* WHAT THE EXERCISE ASKS: Whenever a line below mentions the word "woman", that line should be copied.
══════
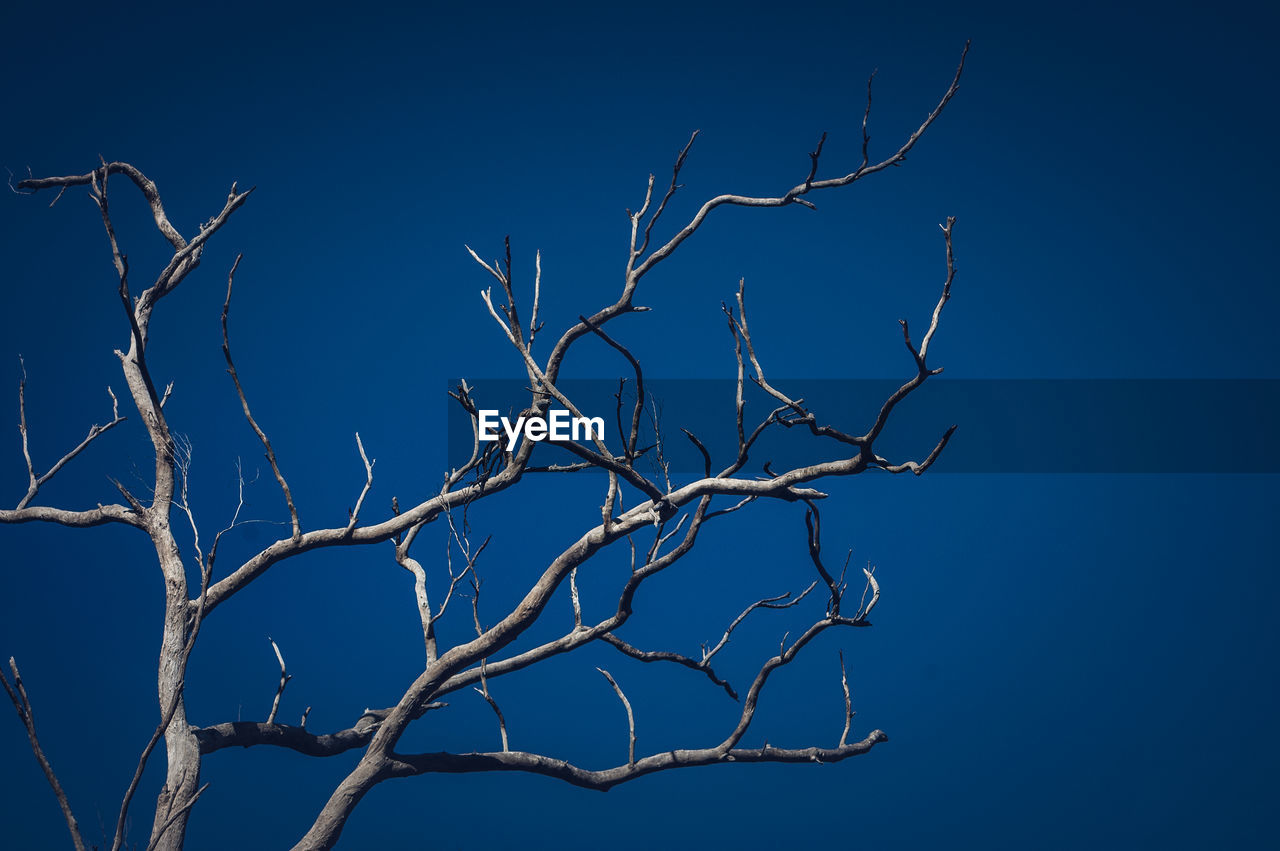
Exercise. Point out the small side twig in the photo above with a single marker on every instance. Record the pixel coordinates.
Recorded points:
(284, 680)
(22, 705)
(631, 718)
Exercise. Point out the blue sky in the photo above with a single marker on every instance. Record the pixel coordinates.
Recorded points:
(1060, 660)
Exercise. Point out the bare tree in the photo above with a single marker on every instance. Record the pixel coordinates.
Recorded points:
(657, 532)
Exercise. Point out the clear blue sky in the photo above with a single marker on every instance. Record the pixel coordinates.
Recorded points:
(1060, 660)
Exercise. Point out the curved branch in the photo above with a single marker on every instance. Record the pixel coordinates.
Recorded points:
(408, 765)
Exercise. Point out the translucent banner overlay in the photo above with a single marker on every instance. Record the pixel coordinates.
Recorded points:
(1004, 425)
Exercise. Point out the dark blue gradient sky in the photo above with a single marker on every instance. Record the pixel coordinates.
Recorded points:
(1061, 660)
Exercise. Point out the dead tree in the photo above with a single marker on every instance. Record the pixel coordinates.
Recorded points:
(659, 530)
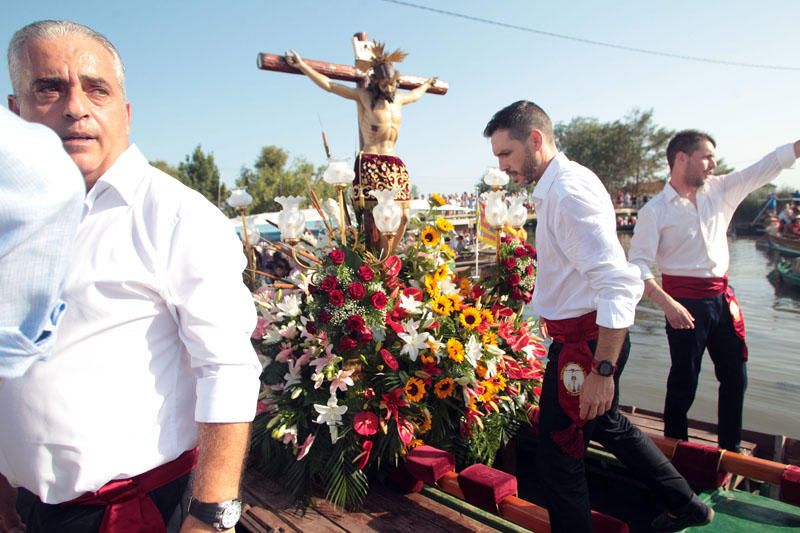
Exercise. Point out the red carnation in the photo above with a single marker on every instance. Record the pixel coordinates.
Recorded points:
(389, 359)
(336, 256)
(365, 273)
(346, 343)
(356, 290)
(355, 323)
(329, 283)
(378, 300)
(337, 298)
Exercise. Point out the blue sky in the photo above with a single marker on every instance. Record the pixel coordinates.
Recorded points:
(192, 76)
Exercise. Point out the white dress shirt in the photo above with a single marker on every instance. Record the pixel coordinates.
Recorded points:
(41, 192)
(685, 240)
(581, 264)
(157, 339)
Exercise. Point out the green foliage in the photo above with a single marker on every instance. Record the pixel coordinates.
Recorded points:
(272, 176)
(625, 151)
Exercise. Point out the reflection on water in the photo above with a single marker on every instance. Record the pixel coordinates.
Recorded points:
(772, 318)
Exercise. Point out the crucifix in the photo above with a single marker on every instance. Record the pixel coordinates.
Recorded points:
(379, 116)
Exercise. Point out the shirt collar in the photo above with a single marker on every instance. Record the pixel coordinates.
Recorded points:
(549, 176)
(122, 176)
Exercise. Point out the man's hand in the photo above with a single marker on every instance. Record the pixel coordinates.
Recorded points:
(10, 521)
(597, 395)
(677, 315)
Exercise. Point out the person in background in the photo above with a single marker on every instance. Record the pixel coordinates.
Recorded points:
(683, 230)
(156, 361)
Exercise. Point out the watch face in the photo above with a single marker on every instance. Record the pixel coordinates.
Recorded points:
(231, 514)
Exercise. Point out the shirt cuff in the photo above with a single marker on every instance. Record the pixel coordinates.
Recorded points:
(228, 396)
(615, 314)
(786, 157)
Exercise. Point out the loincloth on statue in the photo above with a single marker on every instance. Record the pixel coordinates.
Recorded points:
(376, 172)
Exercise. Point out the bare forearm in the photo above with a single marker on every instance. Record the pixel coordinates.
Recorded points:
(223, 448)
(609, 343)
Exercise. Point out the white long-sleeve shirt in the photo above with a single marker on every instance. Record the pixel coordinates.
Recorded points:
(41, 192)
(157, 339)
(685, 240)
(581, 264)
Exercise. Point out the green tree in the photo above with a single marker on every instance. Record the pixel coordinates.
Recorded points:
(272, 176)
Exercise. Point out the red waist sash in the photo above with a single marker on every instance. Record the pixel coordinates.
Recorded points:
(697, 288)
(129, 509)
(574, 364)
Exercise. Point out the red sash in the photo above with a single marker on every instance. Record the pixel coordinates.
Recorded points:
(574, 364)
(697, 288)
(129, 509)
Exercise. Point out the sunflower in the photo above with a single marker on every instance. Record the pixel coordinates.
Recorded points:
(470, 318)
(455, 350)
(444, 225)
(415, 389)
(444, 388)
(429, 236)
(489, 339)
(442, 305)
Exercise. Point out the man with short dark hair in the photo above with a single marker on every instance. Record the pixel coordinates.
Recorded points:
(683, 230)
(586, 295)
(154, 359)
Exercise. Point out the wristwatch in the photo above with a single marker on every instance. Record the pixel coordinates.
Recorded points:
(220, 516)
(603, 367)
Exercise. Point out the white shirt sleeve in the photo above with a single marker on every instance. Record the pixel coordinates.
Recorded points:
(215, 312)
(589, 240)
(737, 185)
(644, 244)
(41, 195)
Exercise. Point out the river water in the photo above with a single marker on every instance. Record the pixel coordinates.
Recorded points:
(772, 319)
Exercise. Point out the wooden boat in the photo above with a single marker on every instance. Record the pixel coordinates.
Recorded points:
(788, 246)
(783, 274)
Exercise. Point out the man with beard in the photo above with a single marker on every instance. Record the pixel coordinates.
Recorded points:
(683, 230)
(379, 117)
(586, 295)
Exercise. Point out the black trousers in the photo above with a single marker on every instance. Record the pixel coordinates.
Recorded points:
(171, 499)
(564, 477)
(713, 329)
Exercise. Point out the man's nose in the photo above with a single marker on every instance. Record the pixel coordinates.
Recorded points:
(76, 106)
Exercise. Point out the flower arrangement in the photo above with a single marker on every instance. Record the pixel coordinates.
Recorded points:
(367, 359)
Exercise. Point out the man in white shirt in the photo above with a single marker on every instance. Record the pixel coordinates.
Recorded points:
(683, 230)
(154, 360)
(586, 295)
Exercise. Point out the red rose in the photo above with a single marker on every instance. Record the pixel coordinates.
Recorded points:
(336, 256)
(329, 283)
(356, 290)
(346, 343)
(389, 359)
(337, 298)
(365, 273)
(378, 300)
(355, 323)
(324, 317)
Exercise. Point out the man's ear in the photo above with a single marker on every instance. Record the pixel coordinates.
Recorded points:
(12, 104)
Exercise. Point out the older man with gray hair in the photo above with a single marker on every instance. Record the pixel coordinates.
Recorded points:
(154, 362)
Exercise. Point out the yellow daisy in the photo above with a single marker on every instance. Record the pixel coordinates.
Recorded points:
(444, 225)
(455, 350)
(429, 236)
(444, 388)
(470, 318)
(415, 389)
══════
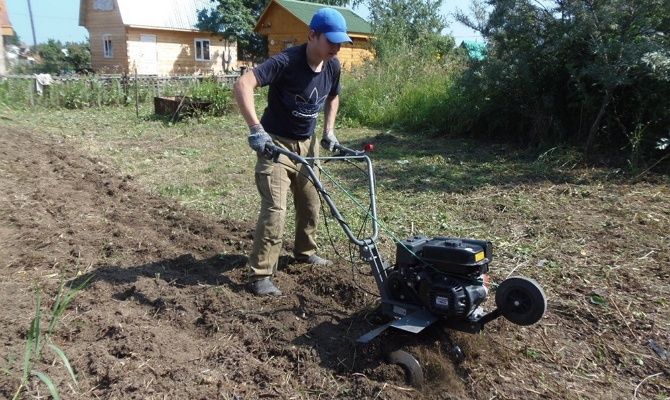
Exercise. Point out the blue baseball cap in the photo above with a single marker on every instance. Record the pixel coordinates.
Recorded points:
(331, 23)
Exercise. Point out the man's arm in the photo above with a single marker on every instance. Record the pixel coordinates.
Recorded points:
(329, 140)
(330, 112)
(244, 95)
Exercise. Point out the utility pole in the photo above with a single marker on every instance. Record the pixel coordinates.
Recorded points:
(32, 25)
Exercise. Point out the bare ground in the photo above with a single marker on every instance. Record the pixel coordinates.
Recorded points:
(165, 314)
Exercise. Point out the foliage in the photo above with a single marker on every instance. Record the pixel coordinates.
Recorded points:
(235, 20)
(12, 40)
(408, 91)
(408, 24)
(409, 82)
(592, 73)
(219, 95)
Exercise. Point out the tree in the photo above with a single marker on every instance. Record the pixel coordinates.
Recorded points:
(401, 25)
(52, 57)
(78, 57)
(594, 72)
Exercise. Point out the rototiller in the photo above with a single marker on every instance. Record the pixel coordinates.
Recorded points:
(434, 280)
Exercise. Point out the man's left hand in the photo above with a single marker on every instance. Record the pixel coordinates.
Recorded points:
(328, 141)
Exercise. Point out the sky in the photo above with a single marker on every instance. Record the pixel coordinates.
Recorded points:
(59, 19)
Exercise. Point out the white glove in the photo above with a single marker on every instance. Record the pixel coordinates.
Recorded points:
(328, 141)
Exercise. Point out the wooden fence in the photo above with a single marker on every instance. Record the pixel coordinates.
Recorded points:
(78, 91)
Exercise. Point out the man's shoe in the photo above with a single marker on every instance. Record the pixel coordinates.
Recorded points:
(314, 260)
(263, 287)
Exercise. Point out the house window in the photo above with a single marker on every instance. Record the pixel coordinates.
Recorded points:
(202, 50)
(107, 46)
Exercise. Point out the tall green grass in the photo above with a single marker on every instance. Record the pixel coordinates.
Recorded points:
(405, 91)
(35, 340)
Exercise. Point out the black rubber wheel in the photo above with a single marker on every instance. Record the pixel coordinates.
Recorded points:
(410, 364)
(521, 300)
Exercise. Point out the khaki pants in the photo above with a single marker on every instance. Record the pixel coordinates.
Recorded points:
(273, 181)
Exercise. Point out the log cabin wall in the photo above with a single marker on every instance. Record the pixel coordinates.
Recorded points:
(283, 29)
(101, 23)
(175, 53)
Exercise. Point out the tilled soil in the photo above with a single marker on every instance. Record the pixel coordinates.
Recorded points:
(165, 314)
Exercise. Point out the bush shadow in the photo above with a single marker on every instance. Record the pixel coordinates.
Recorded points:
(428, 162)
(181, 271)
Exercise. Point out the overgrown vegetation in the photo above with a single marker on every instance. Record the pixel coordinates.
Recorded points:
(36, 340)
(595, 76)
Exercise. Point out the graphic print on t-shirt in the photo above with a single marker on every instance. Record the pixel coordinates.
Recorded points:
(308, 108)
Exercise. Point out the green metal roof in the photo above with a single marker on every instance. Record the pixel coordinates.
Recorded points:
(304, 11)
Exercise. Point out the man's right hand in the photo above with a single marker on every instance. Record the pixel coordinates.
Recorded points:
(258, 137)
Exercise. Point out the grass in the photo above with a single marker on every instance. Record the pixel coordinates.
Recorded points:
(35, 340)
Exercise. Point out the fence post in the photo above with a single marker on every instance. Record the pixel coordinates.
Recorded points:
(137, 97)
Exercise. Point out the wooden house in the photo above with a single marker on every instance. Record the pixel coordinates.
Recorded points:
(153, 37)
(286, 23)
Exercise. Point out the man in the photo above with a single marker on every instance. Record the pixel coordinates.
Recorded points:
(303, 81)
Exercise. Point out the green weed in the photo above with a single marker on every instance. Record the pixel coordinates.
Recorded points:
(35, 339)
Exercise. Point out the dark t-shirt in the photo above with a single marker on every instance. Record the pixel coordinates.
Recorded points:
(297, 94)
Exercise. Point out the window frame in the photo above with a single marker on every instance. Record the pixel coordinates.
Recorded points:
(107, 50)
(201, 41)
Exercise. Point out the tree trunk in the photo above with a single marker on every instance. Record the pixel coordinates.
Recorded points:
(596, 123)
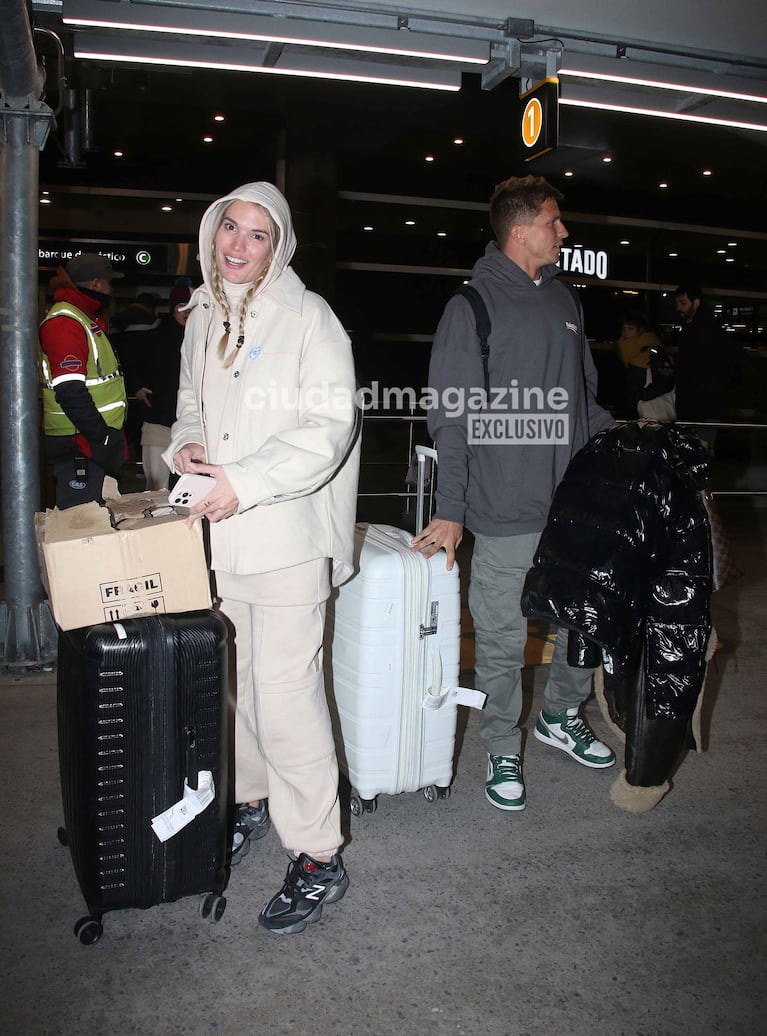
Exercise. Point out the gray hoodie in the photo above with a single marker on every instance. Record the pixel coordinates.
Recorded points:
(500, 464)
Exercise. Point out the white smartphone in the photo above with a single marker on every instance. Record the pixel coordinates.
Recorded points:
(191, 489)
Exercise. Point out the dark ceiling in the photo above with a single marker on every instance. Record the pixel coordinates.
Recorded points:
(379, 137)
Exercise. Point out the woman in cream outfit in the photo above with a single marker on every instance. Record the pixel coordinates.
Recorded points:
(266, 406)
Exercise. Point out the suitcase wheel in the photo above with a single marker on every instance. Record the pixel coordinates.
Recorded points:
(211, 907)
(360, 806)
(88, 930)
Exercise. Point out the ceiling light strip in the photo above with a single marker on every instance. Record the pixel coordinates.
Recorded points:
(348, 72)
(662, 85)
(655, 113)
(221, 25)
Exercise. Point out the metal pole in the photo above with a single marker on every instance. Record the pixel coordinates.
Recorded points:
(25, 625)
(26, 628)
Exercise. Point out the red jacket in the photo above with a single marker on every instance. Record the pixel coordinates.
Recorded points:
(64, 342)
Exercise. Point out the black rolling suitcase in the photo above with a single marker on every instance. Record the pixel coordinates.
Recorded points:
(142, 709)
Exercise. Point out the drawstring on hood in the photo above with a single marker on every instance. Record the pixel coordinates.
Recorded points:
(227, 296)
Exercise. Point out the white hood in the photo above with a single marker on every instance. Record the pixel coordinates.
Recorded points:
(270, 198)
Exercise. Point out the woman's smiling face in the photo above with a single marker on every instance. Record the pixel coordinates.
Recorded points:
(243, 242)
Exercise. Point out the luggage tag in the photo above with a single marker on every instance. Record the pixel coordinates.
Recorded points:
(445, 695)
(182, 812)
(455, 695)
══════
* COMPLETED TASK:
Exercise. Point out the woman in cream outfit in the photo above with a single marker on every instance. Record the pixel coordinates.
Exercise. Point out the woman's smiling face in the photo above with a single marker on every instance. Record the pixel coordinates.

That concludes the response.